# House Prices: Advanced Regression Techniques

Predict sales prices and practice feature engineering, RFs, and gradient boosting

source: https://www.kaggle.com/c/house-prices-advanced-regression-techniques

## Description 

With 79 explanatory variables describing (almost) every aspect of residential homes in Ames, Iowa, this competition challenges you to predict the final price of each home.

**Practice Skills**
- Creative feature engineering 
- Advanced regression techniques like random forest and gradient boosting

## Evaluation

**Goal**

It is your job to predict the sales price for each house. For each Id in the test set, you must predict the value of the SalePrice variable. 

**Metric**

Submissions are evaluated on Root-Mean-Squared-Error (RMSE) between the logarithm of the predicted value and the logarithm of the observed sales price. (Taking logs means that errors in predicting expensive houses and cheap houses will affect the result equally.)

**Submission File Format**

See `sample_submission.csv`

## Data

### File descriptions

- train.csv - the training set
- test.csv - the test set
- data_description.txt - full description of each column, originally prepared by Dean De Cock but lightly edited to match the column names used here
- sample_submission.csv - a benchmark submission from a linear regression on year and month of sale, lot square footage, and number of bedrooms

### Data fields
Here's a brief version of what you'll find in the data description file.

PROMPT 1: Transcribe the passage of the house prices competition description from "## Description" to "of each home.".

EXCERPTED DATA:

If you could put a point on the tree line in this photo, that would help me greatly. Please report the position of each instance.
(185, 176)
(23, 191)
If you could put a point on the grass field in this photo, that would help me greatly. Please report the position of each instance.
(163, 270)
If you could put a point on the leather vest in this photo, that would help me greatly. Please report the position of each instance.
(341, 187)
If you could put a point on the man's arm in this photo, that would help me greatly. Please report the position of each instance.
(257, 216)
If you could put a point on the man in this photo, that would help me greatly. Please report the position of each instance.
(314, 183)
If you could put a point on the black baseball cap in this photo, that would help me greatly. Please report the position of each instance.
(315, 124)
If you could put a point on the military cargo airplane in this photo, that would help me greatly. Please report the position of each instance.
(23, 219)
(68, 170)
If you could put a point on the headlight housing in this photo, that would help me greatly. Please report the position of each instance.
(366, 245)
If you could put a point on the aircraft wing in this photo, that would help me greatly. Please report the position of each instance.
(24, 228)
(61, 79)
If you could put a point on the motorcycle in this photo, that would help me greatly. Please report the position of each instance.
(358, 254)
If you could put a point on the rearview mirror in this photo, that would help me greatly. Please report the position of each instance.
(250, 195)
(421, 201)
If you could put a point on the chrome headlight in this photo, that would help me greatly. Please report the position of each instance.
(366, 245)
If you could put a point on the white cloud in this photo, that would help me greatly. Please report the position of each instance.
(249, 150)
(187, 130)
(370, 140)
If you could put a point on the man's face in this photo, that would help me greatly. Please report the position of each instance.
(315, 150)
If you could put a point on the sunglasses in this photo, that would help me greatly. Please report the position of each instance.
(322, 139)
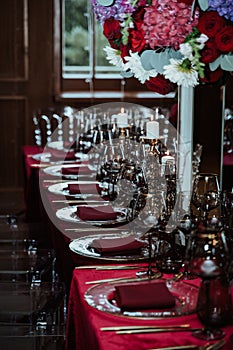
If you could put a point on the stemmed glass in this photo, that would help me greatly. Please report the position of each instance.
(110, 167)
(205, 195)
(209, 260)
(154, 205)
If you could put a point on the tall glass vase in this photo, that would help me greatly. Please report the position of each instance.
(185, 138)
(200, 120)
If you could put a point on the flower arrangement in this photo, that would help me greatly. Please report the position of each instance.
(164, 43)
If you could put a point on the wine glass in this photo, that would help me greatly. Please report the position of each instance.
(209, 260)
(110, 166)
(206, 192)
(154, 205)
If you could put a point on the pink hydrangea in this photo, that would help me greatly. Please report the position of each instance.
(168, 22)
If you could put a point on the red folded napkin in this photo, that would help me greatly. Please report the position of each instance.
(84, 188)
(146, 295)
(100, 213)
(117, 245)
(60, 154)
(75, 170)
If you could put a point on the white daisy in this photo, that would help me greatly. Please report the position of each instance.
(202, 40)
(181, 72)
(134, 64)
(186, 50)
(114, 56)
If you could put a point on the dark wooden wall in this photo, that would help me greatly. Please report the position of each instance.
(27, 82)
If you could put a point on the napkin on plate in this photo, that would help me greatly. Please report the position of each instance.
(84, 188)
(100, 213)
(117, 245)
(60, 154)
(144, 295)
(75, 170)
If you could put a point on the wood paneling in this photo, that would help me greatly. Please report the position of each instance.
(13, 40)
(12, 119)
(26, 79)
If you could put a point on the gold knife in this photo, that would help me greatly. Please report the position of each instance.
(121, 328)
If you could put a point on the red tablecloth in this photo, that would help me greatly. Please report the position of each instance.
(84, 322)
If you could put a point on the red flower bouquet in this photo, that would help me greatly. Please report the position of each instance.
(167, 42)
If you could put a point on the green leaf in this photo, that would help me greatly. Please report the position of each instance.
(214, 65)
(203, 4)
(126, 74)
(227, 63)
(105, 2)
(146, 59)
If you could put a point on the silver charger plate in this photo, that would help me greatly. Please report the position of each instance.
(69, 214)
(61, 189)
(82, 246)
(101, 297)
(56, 170)
(42, 157)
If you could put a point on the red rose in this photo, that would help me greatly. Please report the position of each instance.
(112, 29)
(210, 23)
(187, 2)
(210, 52)
(124, 51)
(212, 76)
(138, 16)
(224, 39)
(136, 40)
(160, 85)
(115, 45)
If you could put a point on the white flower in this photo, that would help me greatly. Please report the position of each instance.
(134, 64)
(181, 72)
(186, 50)
(202, 40)
(114, 56)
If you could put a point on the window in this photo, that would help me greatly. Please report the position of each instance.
(82, 36)
(81, 69)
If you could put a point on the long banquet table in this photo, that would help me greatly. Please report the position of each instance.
(84, 321)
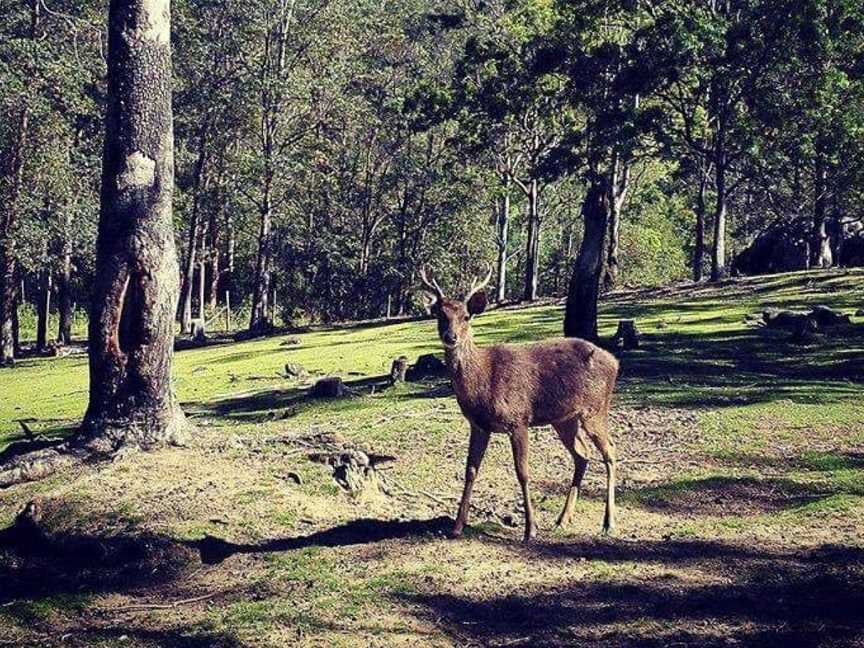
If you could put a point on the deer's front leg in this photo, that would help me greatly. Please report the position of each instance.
(519, 442)
(476, 449)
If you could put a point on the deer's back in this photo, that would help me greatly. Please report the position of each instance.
(544, 382)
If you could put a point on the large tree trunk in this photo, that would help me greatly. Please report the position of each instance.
(580, 318)
(136, 286)
(620, 184)
(195, 231)
(64, 294)
(43, 310)
(213, 298)
(820, 244)
(718, 251)
(532, 247)
(14, 170)
(503, 227)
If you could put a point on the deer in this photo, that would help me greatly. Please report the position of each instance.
(508, 388)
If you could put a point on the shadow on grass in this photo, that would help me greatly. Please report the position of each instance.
(46, 574)
(282, 403)
(362, 531)
(744, 367)
(755, 598)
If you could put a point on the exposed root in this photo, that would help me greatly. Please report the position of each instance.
(39, 464)
(19, 465)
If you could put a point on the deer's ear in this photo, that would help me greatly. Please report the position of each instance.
(477, 304)
(430, 303)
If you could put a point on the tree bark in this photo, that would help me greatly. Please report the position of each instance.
(620, 183)
(259, 321)
(580, 318)
(136, 287)
(532, 251)
(699, 234)
(195, 227)
(820, 244)
(43, 310)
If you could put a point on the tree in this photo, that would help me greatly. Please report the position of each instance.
(136, 287)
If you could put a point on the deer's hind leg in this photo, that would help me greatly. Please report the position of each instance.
(597, 429)
(519, 443)
(476, 449)
(573, 439)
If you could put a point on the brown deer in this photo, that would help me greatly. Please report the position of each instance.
(507, 388)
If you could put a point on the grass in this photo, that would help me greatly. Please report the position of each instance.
(741, 481)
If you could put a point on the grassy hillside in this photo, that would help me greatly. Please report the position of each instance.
(742, 480)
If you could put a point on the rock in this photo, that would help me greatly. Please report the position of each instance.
(806, 331)
(329, 387)
(627, 335)
(826, 316)
(398, 369)
(427, 366)
(295, 370)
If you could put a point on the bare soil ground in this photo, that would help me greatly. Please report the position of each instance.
(739, 525)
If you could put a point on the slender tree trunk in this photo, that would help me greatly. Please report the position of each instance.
(580, 318)
(64, 292)
(619, 185)
(136, 287)
(699, 234)
(718, 256)
(43, 310)
(13, 163)
(195, 231)
(820, 244)
(503, 238)
(532, 251)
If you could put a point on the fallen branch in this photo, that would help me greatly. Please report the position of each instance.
(163, 606)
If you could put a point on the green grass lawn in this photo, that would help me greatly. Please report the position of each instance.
(742, 477)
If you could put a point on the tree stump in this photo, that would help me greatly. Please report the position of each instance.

PROMPT 2: Report how many lines of the listing contain the string "headlight", matching case exactly, and give only the number.

CORRECT OUTPUT 1:
## Description 

With 79 explanatory variables describing (almost) every aspect of residential homes in Ames, Iowa, this competition challenges you to predict the final price of each home.

CORRECT OUTPUT 2: 2